_TASK DESCRIPTION_
Only one range belongs in the answer: the line holding "of the grassy" through the last line of the records, reproduced as is.

_LISTED RECORDS_
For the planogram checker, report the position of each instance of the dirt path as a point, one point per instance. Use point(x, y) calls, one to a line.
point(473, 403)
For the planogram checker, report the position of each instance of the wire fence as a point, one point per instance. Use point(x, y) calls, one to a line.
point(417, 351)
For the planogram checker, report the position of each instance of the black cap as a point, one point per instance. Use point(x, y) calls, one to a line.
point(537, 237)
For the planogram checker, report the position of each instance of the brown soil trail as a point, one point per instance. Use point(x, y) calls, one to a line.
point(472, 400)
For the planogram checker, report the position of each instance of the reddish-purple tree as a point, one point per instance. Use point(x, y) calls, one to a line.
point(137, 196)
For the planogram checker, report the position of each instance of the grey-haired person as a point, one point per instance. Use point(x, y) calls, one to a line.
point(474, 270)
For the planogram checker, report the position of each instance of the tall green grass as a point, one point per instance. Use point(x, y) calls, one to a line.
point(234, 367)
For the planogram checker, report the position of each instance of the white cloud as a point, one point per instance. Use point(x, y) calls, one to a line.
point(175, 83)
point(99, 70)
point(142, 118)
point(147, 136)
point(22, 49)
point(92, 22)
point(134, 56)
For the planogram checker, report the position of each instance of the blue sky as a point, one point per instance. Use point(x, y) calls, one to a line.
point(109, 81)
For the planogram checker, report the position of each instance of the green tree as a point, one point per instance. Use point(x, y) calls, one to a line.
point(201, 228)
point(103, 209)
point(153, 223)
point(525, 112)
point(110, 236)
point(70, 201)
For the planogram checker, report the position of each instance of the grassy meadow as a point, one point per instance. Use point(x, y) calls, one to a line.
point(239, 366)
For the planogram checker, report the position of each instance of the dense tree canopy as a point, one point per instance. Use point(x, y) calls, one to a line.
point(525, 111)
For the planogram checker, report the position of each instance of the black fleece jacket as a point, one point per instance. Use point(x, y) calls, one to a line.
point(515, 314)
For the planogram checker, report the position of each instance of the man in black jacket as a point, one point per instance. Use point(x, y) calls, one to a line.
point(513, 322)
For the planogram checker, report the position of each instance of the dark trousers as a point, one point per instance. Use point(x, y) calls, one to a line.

_WORKED SOLUTION_
For the planogram checker, report the position of each instance of the grassy meadow as a point, one point per instance. Use point(x, y) calls, one to a line.
point(239, 366)
For the planogram checker, report the position of each instance of the dense tree canopy as a point, one point per instance. Use point(x, y) calls, one to a line.
point(525, 111)
For the planogram checker, report the position of each instance of the black fleece jacket as a point, one point per instance. Use point(x, y) calls, one to a line.
point(515, 314)
For the planogram checker, report the position of each instance of the man in black jacket as a point, one point per instance. Use point(x, y) calls, one to a line.
point(513, 322)
For the planogram checker, report the position of each instance of the dark trousers as a point, one point per instance. Use point(x, y) calls, one to a line.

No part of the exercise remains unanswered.